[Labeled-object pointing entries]
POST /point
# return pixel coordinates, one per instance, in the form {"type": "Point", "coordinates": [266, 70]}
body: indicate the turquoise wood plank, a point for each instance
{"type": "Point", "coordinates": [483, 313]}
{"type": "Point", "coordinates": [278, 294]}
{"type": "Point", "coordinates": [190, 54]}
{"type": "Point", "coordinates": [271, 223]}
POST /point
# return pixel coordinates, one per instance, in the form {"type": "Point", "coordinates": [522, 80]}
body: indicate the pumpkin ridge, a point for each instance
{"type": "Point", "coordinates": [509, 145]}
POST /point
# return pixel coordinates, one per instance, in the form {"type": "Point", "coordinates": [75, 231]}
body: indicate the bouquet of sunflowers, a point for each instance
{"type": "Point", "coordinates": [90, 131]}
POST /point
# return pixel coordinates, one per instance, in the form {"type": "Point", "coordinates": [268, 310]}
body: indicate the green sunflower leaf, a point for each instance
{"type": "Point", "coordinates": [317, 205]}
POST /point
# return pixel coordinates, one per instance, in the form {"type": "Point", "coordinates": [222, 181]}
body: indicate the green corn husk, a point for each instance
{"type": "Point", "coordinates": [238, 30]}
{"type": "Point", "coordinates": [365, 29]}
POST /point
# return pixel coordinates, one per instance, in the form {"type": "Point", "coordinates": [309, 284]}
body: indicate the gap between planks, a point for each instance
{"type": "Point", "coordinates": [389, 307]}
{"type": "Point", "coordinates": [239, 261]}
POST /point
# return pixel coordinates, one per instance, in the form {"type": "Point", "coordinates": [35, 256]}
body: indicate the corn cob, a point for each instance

▶ _WHAT THIS TASK INVOLVES_
All of the entries must be quoted exactly; please include each one.

▶ _OUTPUT_
POST /point
# return pixel coordinates, one per instance, in the form {"type": "Point", "coordinates": [266, 70]}
body: indicate the turquoise wood plank, a point for each instance
{"type": "Point", "coordinates": [483, 313]}
{"type": "Point", "coordinates": [278, 294]}
{"type": "Point", "coordinates": [190, 54]}
{"type": "Point", "coordinates": [271, 223]}
POST /point
# return pixel coordinates, one per instance, in the form {"type": "Point", "coordinates": [522, 80]}
body: indicate the pumpkin ridge, a point for each instance
{"type": "Point", "coordinates": [509, 145]}
POST /point
# return pixel coordinates, one per instance, in the form {"type": "Point", "coordinates": [75, 231]}
body: indicate the bouquet of sunflowers, a point for each instance
{"type": "Point", "coordinates": [90, 131]}
POST /point
# return pixel coordinates, one per instance, in the form {"type": "Point", "coordinates": [268, 310]}
body: indicate the green sunflower leaf, a point for each instance
{"type": "Point", "coordinates": [317, 205]}
POST /point
# return pixel coordinates, one per instance, in the form {"type": "Point", "coordinates": [222, 181]}
body: indicate the green corn husk, a point for each instance
{"type": "Point", "coordinates": [238, 30]}
{"type": "Point", "coordinates": [365, 29]}
POST /point
# return pixel coordinates, one per instance, in the form {"type": "Point", "coordinates": [309, 284]}
body: indicate the gap between planks, a point for each instance
{"type": "Point", "coordinates": [389, 307]}
{"type": "Point", "coordinates": [239, 261]}
POST /point
# return pixel coordinates, one per instance, in the form {"type": "Point", "coordinates": [35, 256]}
body: indicate the corn cob, a point for each instance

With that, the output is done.